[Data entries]
►
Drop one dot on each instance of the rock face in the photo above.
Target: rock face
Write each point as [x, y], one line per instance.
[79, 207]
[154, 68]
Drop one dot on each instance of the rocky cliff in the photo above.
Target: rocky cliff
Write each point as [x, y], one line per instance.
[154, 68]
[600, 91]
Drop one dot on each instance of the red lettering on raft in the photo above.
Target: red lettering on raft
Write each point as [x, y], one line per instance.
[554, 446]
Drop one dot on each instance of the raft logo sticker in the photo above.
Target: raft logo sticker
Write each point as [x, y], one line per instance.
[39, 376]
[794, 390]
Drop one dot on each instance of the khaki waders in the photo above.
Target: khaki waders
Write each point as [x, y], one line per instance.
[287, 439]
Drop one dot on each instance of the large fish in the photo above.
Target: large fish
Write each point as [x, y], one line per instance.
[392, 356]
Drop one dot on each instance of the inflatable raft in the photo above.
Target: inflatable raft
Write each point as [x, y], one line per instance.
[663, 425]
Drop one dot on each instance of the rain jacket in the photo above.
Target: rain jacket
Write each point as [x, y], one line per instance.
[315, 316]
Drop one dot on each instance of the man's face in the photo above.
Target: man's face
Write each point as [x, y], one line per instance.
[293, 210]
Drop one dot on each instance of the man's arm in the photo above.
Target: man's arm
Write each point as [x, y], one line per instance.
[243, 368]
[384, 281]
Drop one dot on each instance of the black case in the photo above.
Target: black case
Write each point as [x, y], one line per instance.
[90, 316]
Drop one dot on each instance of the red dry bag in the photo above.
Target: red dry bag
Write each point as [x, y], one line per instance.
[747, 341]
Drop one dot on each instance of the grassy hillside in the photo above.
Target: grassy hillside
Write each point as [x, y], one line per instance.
◄
### [Directions for this task]
Work out how many lines of the entries contain the word "logo", and answer with that number alone.

### [Expected answer]
2